Quite a few years ago I was interviewing a candidate in my office. I was pretty impressed with his overall demeanor, presentation, and energy levels. He was narrating his career to me, including the reasons for change for each of the moves. And suddenly came that ‘awkward moment’. As he was towards the end of his third experience, there was an ironic pause for half a second. “I was fired!”, he said, with an unapologetic smile on his face. For a moment I was taken aback, and wondered how to react. There was an eerie silence in the room, not so long, but quite meaningful.
While the discussion went on, and I enquired into the details of the same, I was left with some experiences which were food for thought over the next few days. I could, in the first place, feel that this interview stood apart from several others which would have happened during those days. I was unable to take it of my mind, and the imagery was quite sharp and clear.
Several years down now, I have not experienced interviews of this nature quite often. But that makes me reflect on the differentiators of this one, as key takeaways for such situations during interviews.
Space in the room:
Getting fired, terminations, layoffs – are all a formal part of the organizational employment, stigmatized enough, though, that it’s tough to be direct about. But, in this case, the candidate, having conquered that awkward moment, created so much space in the room for the rest of the discussion to be powerful, and impactful. We were connected much better, and in deep conversation.
Well, many of us may guess, and ask the discomforting question in a nicer way. The response may me absolute truth. But the impact of initiating is altogether different. A big plus. Respect earned. Negative implication minimized. A truth in response may tantamount to the same thing, but the impact of taking the first step, by design, is certainly different.
Eliminates passive incoherence:
This was an after-effect I lived with, and then realized. My mind was equally free as his, after his disclosure. I could reminisce that I had not gotten disconnected from the conversation, which happens, more often than not, in cases when the mind is unable to logically accept and a point, or the dots don’t seem to be connecting. As a result, the discussion may start losing the track it was on thus far. A passive loop of incoherence starts gyrating in the mind of the interviewer. This affects active part of the mind involved in the conversation, as it is constantly looking for something. But confused, as it is unable to discover. The grip in the interview is not the same anymore, in most of the cases as I have experienced.

** Activity list **
1) From the essay about the interview candidate, reproduce the passage starting with "Several years down" and going on through "in deep conversation.".
2) Answer these questions using the essay about the interview candidate.
(a) Toward the end of which of his experiences did the candidate pause before saying he had been fired?
(b) How long was that pause?
(c) According to the section "Space in the room:", what did the candidate create in the room by getting past the awkward moment?
3) Extend the essay about the interview candidate who disclosed being fired, beginning after its last sentence.

** Recorded data **
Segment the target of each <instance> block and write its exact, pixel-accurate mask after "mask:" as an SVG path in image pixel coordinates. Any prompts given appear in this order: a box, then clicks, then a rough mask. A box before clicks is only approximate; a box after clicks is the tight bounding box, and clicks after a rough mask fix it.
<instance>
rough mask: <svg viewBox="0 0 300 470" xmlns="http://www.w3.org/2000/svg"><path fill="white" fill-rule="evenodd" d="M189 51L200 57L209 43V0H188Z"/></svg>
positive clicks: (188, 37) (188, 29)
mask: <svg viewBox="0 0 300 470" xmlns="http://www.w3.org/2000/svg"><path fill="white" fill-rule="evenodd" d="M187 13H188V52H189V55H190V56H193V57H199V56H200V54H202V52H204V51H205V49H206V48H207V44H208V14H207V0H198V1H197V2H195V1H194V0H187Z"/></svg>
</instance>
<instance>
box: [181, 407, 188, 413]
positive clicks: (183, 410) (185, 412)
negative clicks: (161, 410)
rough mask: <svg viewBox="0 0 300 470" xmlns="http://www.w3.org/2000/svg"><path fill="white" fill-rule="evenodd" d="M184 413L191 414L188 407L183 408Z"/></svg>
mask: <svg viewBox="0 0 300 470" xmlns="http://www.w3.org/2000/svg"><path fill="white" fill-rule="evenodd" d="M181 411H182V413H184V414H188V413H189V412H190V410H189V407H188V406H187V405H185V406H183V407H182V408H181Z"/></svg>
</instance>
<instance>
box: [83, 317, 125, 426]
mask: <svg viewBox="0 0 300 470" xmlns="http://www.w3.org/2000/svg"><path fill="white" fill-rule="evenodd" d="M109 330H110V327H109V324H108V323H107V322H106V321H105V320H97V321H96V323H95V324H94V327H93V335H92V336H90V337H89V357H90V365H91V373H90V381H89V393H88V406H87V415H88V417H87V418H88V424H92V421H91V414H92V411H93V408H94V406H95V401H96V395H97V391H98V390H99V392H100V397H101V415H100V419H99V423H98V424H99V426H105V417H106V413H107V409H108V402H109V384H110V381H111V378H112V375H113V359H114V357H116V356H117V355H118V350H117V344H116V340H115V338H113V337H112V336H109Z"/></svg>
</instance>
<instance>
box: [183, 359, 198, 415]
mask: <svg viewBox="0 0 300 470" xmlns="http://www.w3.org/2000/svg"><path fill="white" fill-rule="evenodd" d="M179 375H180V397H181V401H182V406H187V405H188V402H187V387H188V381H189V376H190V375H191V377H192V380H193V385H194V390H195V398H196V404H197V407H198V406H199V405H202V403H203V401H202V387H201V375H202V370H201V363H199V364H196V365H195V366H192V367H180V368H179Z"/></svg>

** Responses to the exercise **
1)
Several years down now, I have not experienced interviews of this nature quite often. But that makes me reflect on the differentiators of this one, as key takeaways for such situations during interviews.
Space in the room:
Getting fired, terminations, layoffs – are all a formal part of the organizational employment, stigmatized enough, though, that it’s tough to be direct about. But, in this case, the candidate, having conquered that awkward moment, created so much space in the room for the rest of the discussion to be powerful, and impactful. We were connected much better, and in deep conversation.

2)
(a) His third experience.
(b) Half a second.
(c) So much space in the room that the rest of the discussion could be powerful and impactful.

3)
Although at some places during the chat, the content wasn’t all rosy, yet the residual feeling was good. There was a lot of positive energy left in the room, and both us left the room with smiles on our faces, I remember, and we were definitely connected. The resultant positive energy is an absolute confirmatory litmus test of the success of an interview, come what may!
During an interview, speaking upfront about the tough situations faced in our careers is helpful. Whereas, it has almost become an accepted norm to either conceal, convey indirectly or mildly, or beat around the bush in such cases during the interview.
Contrary to benefiting, such an act dilutes the power of the interview, and weakens conviction in the content that follows. It is usually not an intended action on the part of the interviewer, but a sub-conscious reaction of his or her brain. The so-far coherent conversation, gets partially or completely disarrayed. This in turn affects the absorption capacity of the interviewer in that moment, and the makes him or her stress harder for being attentive and be ‘in the discussion’. The outcomes of such interviews are sometimes unexplainable – and what went wrong remains a mystery.
The interview conversation should be kept at the same pedestal as a diagnostic discussion with a doctor, or facts briefing to a lawyer. It works better that way!